Your goal:
Put the lines of the items, from the line containing "crown and give integer pixel coordinates." through the last line of the items, into a JSON list of strings with one string per line and no blank lines. Leave the pictures out.

::::::::::

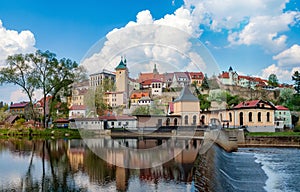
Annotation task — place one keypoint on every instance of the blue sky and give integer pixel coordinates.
(254, 37)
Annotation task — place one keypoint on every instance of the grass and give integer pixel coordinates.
(273, 134)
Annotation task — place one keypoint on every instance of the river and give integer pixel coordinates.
(69, 165)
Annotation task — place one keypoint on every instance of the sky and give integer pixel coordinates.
(255, 37)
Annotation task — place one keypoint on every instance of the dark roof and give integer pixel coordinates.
(186, 95)
(252, 104)
(19, 105)
(280, 107)
(121, 65)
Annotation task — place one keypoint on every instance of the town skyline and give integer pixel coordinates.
(234, 32)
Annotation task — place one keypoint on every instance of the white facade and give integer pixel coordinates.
(145, 101)
(156, 88)
(284, 116)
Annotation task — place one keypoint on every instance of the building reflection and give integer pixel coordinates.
(122, 152)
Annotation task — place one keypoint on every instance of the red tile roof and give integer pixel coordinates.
(224, 75)
(78, 107)
(139, 95)
(116, 118)
(280, 107)
(196, 75)
(19, 105)
(247, 104)
(171, 107)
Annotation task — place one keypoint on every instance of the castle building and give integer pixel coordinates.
(188, 107)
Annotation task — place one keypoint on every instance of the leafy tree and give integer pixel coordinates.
(51, 75)
(94, 98)
(286, 97)
(19, 72)
(273, 80)
(233, 100)
(296, 79)
(142, 110)
(205, 84)
(204, 102)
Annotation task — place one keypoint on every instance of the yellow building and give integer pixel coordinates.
(188, 107)
(255, 116)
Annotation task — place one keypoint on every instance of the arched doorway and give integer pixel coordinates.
(168, 122)
(194, 120)
(202, 120)
(241, 118)
(175, 122)
(186, 120)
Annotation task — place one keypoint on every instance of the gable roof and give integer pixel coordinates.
(196, 75)
(280, 107)
(19, 105)
(186, 95)
(78, 107)
(139, 95)
(252, 104)
(121, 65)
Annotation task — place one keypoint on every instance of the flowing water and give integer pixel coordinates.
(69, 165)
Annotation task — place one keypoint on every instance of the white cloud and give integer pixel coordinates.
(283, 75)
(12, 42)
(289, 57)
(265, 31)
(146, 41)
(248, 22)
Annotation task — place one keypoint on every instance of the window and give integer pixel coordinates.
(259, 117)
(250, 117)
(194, 119)
(168, 122)
(186, 120)
(268, 116)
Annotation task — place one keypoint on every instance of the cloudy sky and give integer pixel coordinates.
(255, 37)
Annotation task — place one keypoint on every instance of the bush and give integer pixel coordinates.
(297, 128)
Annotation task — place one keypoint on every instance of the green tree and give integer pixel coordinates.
(142, 110)
(204, 102)
(233, 100)
(205, 84)
(296, 79)
(51, 75)
(286, 97)
(20, 72)
(273, 80)
(94, 99)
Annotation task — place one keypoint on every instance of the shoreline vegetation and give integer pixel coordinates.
(256, 139)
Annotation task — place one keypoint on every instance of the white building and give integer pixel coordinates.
(283, 114)
(156, 87)
(105, 122)
(77, 111)
(96, 79)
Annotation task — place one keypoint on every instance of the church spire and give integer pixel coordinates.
(155, 71)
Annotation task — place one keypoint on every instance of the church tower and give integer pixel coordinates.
(122, 78)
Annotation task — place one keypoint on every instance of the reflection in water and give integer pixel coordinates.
(69, 165)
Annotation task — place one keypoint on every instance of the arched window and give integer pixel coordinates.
(202, 120)
(168, 122)
(175, 122)
(259, 117)
(186, 120)
(250, 117)
(194, 120)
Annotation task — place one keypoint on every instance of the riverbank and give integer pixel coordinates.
(277, 139)
(57, 133)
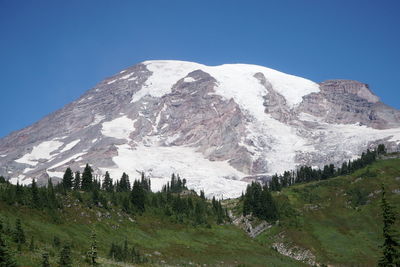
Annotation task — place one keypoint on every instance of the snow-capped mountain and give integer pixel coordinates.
(217, 126)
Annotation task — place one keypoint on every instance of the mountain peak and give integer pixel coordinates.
(217, 126)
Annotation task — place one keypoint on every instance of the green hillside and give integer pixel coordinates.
(338, 220)
(162, 238)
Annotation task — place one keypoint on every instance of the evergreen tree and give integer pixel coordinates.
(77, 181)
(87, 178)
(6, 258)
(35, 195)
(45, 260)
(65, 256)
(92, 253)
(391, 253)
(51, 196)
(67, 180)
(32, 244)
(107, 183)
(199, 213)
(138, 196)
(19, 235)
(381, 149)
(124, 184)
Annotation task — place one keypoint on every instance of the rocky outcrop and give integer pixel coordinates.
(219, 127)
(349, 102)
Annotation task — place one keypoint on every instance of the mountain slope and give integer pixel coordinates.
(338, 221)
(218, 126)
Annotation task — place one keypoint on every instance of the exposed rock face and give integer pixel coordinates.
(219, 127)
(349, 102)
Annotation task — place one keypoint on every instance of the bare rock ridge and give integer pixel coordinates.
(217, 126)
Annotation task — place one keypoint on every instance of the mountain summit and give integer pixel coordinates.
(217, 126)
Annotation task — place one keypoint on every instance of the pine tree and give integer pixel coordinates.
(87, 178)
(138, 196)
(67, 180)
(124, 184)
(35, 195)
(77, 181)
(32, 244)
(45, 260)
(19, 235)
(6, 258)
(92, 253)
(51, 196)
(107, 183)
(65, 257)
(391, 253)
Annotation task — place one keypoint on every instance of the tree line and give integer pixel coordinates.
(306, 174)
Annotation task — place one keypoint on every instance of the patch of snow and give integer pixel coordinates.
(70, 145)
(216, 178)
(119, 128)
(56, 174)
(188, 80)
(20, 179)
(112, 81)
(127, 76)
(235, 81)
(28, 170)
(97, 119)
(39, 152)
(67, 160)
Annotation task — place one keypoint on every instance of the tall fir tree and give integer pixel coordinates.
(65, 259)
(87, 178)
(35, 195)
(6, 258)
(138, 196)
(124, 184)
(92, 253)
(67, 180)
(391, 252)
(77, 181)
(107, 183)
(45, 260)
(19, 235)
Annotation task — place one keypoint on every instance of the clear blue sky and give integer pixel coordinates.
(52, 51)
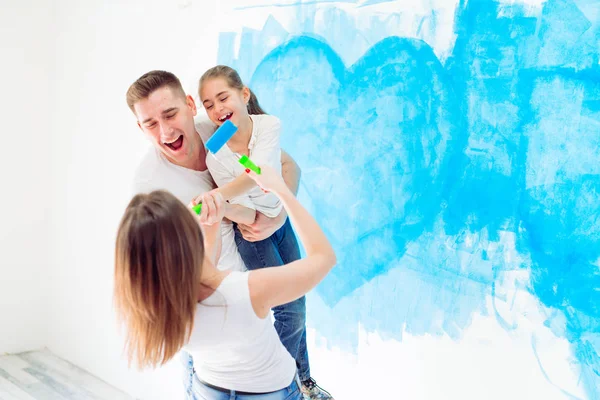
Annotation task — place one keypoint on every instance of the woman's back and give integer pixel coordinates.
(232, 347)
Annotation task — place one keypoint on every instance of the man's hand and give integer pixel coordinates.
(263, 227)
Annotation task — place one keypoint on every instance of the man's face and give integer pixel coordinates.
(167, 118)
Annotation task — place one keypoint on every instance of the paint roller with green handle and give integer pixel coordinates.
(217, 141)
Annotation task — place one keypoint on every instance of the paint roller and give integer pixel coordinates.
(217, 141)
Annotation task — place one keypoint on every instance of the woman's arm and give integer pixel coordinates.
(270, 287)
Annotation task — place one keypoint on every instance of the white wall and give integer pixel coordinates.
(101, 48)
(26, 32)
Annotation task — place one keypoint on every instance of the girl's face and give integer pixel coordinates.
(222, 102)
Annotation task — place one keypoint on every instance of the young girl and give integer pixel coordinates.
(170, 295)
(225, 97)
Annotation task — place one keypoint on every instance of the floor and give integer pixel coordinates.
(42, 375)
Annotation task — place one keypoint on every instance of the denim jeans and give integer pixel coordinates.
(196, 390)
(290, 319)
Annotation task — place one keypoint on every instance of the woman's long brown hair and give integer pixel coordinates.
(158, 259)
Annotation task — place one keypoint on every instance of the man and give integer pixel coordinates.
(178, 164)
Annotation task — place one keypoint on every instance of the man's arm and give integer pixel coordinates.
(263, 227)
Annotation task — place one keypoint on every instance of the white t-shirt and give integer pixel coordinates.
(264, 149)
(155, 172)
(235, 349)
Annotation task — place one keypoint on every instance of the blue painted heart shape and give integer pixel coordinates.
(372, 141)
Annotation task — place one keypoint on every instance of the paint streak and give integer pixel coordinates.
(436, 177)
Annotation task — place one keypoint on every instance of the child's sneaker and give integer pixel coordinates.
(312, 391)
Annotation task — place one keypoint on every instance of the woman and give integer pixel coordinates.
(170, 295)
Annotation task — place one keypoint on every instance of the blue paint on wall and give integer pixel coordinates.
(416, 168)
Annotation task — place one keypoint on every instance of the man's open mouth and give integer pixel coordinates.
(176, 145)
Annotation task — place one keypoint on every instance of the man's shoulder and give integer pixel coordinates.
(146, 171)
(204, 127)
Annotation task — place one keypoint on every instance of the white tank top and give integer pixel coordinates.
(232, 347)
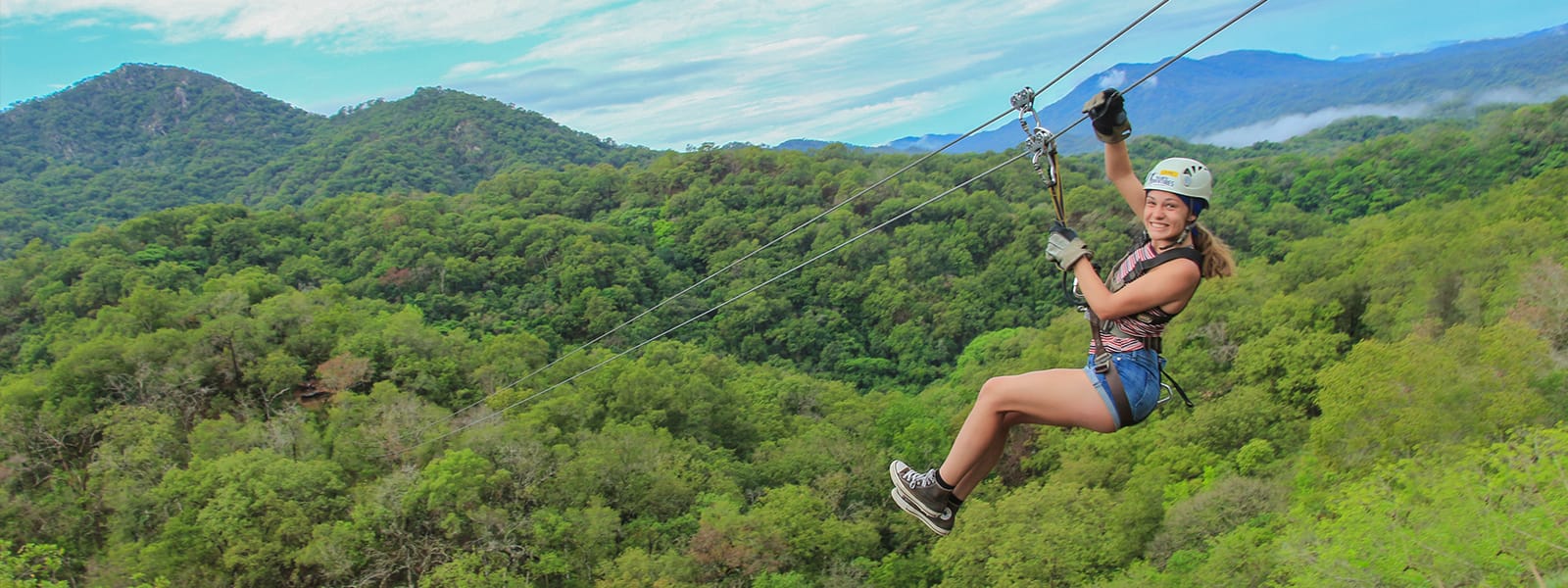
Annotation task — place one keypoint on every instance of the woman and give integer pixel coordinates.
(1136, 305)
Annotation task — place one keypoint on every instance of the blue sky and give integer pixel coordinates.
(681, 73)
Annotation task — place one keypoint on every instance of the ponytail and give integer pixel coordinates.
(1217, 261)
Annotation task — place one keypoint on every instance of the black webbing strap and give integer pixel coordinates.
(1176, 388)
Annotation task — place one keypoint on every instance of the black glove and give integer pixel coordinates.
(1065, 248)
(1109, 117)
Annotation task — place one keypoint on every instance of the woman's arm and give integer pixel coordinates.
(1160, 286)
(1118, 170)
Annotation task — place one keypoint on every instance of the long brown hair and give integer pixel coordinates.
(1217, 259)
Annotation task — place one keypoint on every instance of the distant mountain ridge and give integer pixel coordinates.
(1200, 99)
(145, 137)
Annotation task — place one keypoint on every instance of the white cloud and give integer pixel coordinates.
(1290, 125)
(674, 73)
(1112, 78)
(333, 23)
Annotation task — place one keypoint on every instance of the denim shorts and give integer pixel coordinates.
(1141, 378)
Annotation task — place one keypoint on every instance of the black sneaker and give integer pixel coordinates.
(919, 490)
(940, 524)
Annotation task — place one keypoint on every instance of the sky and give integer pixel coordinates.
(674, 74)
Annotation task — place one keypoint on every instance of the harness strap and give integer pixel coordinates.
(1105, 368)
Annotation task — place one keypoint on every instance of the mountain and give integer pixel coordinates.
(1241, 98)
(436, 140)
(145, 138)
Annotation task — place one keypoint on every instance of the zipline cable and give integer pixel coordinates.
(1032, 94)
(835, 248)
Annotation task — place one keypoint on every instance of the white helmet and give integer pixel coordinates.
(1183, 177)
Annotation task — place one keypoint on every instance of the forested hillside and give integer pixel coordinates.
(242, 396)
(145, 138)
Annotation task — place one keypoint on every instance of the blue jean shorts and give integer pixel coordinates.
(1141, 378)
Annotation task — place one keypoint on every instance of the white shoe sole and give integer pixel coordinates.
(916, 514)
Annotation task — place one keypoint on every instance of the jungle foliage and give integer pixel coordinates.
(242, 396)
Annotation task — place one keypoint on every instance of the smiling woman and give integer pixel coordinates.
(1120, 383)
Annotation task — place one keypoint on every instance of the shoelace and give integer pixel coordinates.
(917, 478)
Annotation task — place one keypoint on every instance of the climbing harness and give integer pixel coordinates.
(1100, 328)
(1042, 149)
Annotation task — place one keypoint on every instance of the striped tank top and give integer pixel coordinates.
(1131, 323)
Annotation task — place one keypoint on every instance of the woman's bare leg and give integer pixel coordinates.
(1050, 397)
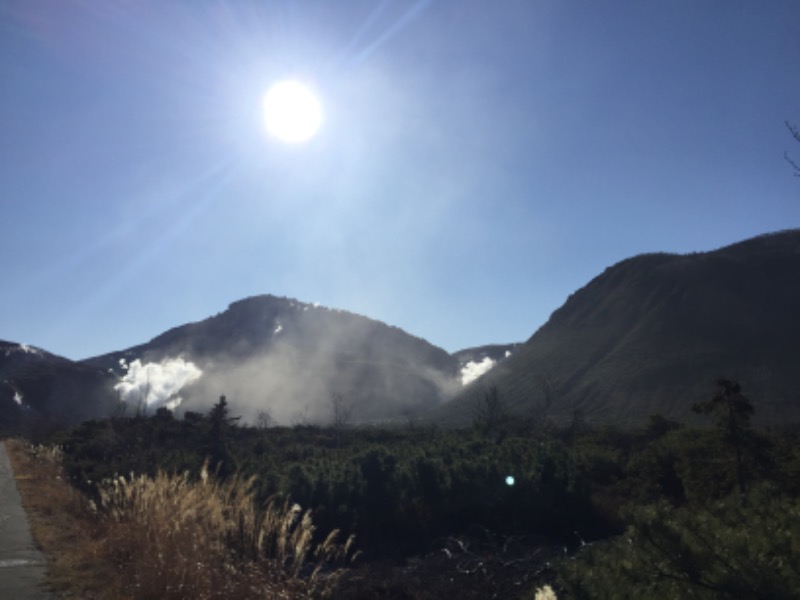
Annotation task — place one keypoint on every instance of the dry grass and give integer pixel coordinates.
(169, 537)
(71, 540)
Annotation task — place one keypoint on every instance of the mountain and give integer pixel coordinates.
(289, 359)
(37, 388)
(653, 333)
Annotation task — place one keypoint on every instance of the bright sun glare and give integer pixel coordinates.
(292, 111)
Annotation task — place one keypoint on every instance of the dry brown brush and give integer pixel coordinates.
(177, 538)
(172, 537)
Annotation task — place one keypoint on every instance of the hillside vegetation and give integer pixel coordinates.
(661, 511)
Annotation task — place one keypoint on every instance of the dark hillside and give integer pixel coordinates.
(289, 358)
(653, 333)
(38, 388)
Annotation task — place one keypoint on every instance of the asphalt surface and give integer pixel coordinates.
(22, 565)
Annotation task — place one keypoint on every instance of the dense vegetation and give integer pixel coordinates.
(661, 511)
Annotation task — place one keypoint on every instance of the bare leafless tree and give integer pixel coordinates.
(796, 135)
(264, 419)
(341, 413)
(490, 411)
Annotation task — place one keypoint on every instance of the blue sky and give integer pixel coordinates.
(478, 161)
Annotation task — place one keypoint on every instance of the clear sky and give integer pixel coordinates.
(478, 161)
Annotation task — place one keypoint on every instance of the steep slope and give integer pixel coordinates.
(289, 358)
(653, 333)
(37, 388)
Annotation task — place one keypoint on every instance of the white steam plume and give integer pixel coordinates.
(474, 369)
(153, 385)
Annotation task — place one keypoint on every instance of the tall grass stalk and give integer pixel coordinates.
(173, 537)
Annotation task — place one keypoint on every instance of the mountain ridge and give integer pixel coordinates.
(652, 333)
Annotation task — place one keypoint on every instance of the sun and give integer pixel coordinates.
(292, 112)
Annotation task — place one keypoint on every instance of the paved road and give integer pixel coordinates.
(22, 566)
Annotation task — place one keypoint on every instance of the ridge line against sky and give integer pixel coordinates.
(477, 162)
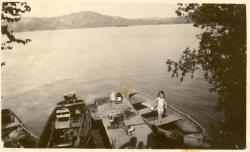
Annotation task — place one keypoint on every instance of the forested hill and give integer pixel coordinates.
(87, 19)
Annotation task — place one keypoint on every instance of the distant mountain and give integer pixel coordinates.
(87, 19)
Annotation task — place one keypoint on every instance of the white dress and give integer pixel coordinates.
(161, 106)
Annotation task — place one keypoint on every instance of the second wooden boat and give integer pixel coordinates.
(174, 124)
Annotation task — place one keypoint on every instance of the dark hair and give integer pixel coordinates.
(161, 92)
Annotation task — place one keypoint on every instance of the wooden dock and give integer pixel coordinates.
(118, 137)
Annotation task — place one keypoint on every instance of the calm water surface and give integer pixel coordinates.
(93, 62)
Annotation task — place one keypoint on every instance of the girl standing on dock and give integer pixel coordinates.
(161, 104)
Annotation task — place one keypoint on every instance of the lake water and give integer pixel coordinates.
(95, 61)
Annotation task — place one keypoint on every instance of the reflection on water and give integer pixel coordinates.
(93, 62)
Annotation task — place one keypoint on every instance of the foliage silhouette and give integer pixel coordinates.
(222, 57)
(11, 12)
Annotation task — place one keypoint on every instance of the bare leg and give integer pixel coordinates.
(160, 111)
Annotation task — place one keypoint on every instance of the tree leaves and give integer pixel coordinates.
(11, 12)
(222, 57)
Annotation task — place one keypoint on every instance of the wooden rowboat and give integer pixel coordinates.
(69, 125)
(174, 124)
(14, 132)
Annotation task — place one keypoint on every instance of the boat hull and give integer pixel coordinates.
(176, 125)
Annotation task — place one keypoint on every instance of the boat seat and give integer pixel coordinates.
(165, 120)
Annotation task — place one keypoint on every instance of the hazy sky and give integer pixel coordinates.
(50, 8)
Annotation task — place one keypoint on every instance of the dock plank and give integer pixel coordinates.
(165, 120)
(118, 137)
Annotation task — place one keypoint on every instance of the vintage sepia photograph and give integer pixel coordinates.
(123, 75)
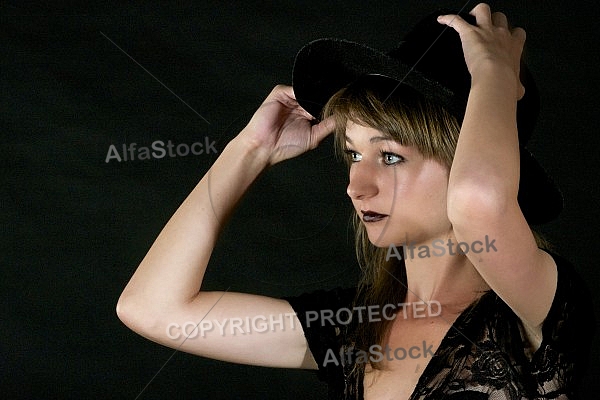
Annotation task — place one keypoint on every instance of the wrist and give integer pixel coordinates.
(249, 150)
(501, 79)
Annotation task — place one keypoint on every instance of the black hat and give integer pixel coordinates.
(430, 60)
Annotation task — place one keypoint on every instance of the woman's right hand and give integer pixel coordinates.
(280, 129)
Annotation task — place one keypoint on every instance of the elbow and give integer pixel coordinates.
(131, 311)
(475, 206)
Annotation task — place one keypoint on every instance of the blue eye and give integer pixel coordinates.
(352, 155)
(391, 158)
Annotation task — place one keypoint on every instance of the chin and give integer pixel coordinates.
(380, 241)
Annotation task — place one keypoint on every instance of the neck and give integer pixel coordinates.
(449, 278)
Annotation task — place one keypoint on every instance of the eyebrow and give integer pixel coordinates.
(374, 139)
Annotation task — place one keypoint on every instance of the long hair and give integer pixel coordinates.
(406, 117)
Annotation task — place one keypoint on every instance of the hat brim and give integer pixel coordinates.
(325, 66)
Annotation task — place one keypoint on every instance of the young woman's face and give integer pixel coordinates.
(399, 195)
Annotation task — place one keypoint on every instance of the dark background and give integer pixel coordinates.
(75, 227)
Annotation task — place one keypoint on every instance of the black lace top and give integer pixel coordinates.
(483, 355)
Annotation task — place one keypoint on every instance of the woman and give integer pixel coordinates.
(429, 171)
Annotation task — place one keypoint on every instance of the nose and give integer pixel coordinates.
(363, 183)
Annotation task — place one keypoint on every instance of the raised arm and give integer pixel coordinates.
(164, 292)
(484, 178)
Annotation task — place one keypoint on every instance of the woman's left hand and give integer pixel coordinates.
(491, 45)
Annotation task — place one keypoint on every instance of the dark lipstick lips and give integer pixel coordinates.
(370, 216)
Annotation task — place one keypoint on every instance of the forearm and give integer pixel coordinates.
(172, 271)
(486, 162)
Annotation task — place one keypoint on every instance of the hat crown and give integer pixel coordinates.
(435, 51)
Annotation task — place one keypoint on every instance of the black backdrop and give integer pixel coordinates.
(78, 78)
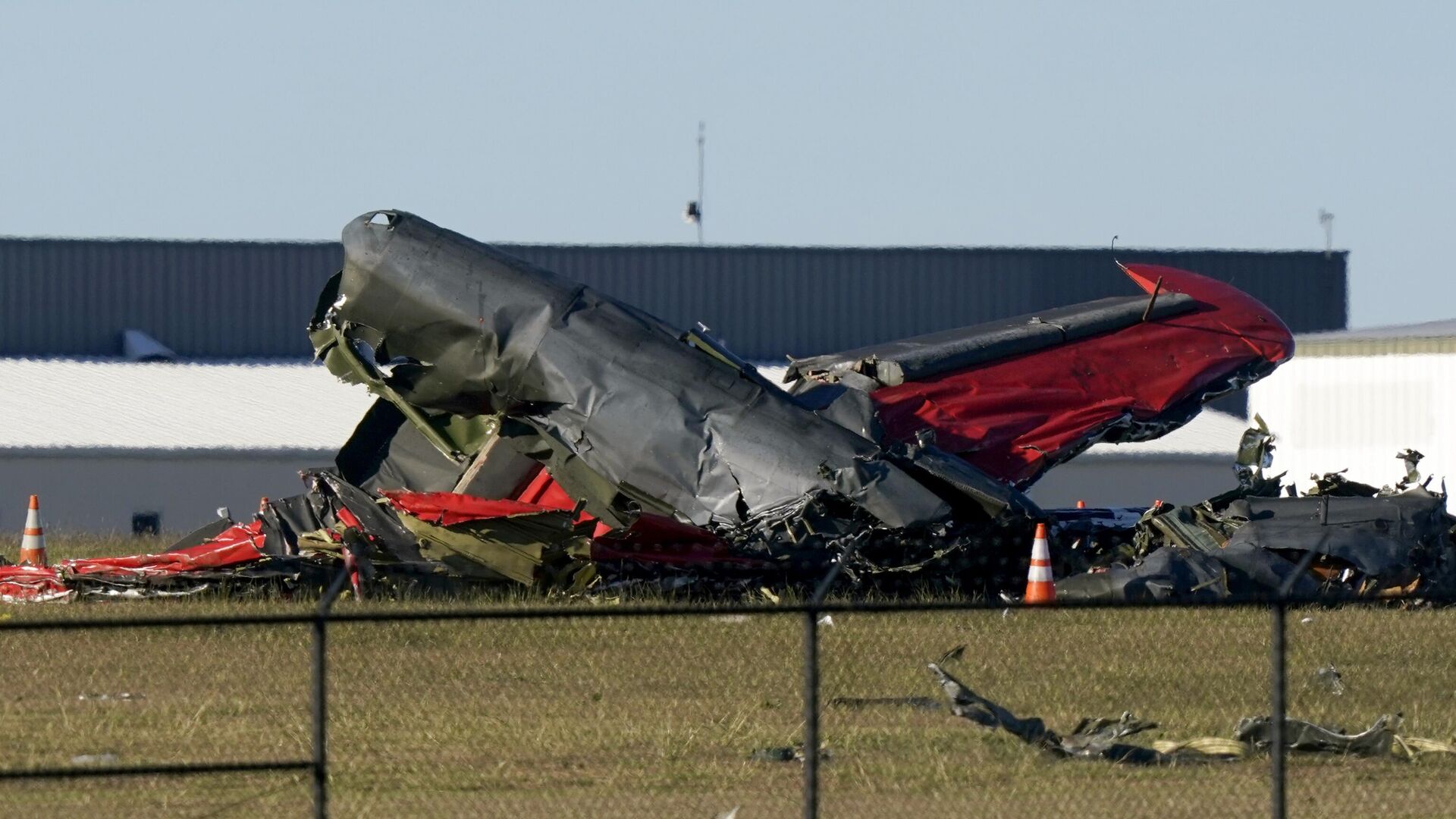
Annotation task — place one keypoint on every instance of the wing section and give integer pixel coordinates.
(1018, 397)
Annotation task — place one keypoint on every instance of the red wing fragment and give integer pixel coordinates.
(1019, 416)
(237, 545)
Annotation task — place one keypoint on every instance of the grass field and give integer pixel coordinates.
(657, 717)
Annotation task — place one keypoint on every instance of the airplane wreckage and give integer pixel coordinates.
(532, 430)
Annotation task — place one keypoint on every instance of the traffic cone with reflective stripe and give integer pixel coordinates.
(1040, 589)
(33, 544)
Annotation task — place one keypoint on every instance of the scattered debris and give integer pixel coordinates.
(529, 430)
(123, 697)
(916, 703)
(1098, 738)
(1091, 739)
(785, 754)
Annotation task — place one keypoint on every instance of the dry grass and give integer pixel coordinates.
(657, 717)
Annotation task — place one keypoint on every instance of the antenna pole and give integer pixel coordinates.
(702, 129)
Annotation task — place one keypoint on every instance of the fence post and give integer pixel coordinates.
(811, 713)
(811, 678)
(1277, 708)
(321, 691)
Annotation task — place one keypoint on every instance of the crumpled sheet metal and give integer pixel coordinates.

::::::::::

Written solution:
[
  "Annotation task — place one keypoint on every instance of the hat crown and give integer pixel coordinates.",
  "(435, 51)",
  "Annotation task — place one keypoint on every instance of the black backdrop and give integer pixel coordinates.",
  "(78, 78)",
  "Annotation task — place one keypoint on every instance of the wing section and give integer pixel coordinates.",
  "(1018, 397)",
  "Annotation task — place one keypoint on every instance of the red wing fragment and give integer pixel coordinates.",
  "(1019, 416)",
  "(237, 545)",
  "Annotation task — place one keypoint on every instance of the grass field and give integer pixel coordinates.",
  "(657, 717)",
  "Annotation task — place one keypoint on every instance of the airplane wreckage and give integer pixel coordinates.",
  "(532, 430)",
  "Annotation task — place one keypoint on every instance of the traffic cone with reflective stripe and give integer pixel coordinates.",
  "(1040, 589)",
  "(33, 544)",
  "Annotation task — place one keypoint on every instance of the scattered debris and give integer pixel coordinates.",
  "(529, 430)",
  "(123, 697)",
  "(916, 703)",
  "(1098, 738)",
  "(1091, 739)",
  "(785, 754)",
  "Annotation task — place one keypoint on every instance of the dry grass and give integer pixel coordinates.",
  "(657, 717)",
  "Annotation task — place one keypoint on every instance of the antenna pole and give integer pixel coordinates.",
  "(702, 129)",
  "Annotation task — place one keypoint on every instance of the fence post and give integer pixel coordinates.",
  "(811, 713)",
  "(811, 678)",
  "(1277, 708)",
  "(321, 691)",
  "Annotation task — place one keypoint on every instance of the crumpled sheet metal and give integer pixel coordinates."
]